Copy every one of the entries below word for word, leaving out the picture.

============================================================

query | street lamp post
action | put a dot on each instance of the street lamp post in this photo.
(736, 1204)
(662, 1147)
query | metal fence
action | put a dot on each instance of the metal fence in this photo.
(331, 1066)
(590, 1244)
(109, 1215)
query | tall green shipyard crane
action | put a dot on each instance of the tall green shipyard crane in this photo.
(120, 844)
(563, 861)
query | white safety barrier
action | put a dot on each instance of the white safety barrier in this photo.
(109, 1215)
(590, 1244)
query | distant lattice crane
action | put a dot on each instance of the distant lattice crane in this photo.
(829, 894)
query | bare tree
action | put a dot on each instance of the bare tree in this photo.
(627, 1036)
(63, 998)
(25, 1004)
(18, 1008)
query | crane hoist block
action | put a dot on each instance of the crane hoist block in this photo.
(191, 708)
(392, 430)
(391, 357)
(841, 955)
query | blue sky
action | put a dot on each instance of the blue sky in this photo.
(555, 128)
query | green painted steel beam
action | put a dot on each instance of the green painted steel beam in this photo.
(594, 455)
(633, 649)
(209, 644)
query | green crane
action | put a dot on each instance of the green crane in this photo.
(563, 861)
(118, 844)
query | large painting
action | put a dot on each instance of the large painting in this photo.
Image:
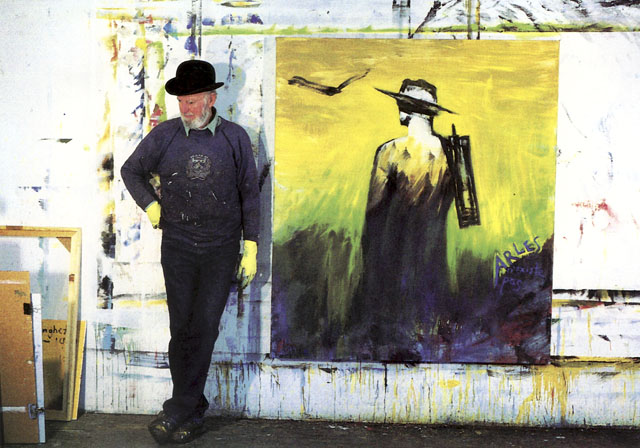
(414, 200)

============================================================

● Answer:
query | street lamp post
action | put a dot on each instance of the street lamp post in this photo.
(736, 1204)
(662, 1147)
query | metal fence
action | put a dot on each instance of the metal fence in this photo.
(331, 1066)
(590, 1244)
(109, 1215)
query | tall green shipyard crane
action | put a dot on each instance of the tall green shipyard crane in this photo.
(120, 844)
(563, 861)
query | white safety barrier
action | put a dot on each instance of the white safety barrier in this photo.
(109, 1215)
(590, 1244)
query | distant lattice crane
action | put a dot on each instance of the distant lattice crane in this photo.
(829, 894)
query | bare tree
action | put a dot on each instance of the bare tree in this photo.
(627, 1036)
(63, 998)
(25, 1004)
(18, 1008)
query | crane hoist block
action | put a dot on each instance of the crane hoist block in this photo.
(191, 708)
(392, 430)
(391, 357)
(841, 955)
query | blue sky
action | put a dot on each instance of the blue sky in this photo.
(555, 128)
query | green painted steel beam
action | put a dot on each instance of the green painted steel beam in this photo.
(594, 455)
(633, 649)
(209, 644)
query | green crane
action | put a dot on each instance of the green crane in this photo.
(563, 861)
(118, 844)
query | large painting
action | put a dot on each instance of the large painting in this photo.
Image:
(414, 200)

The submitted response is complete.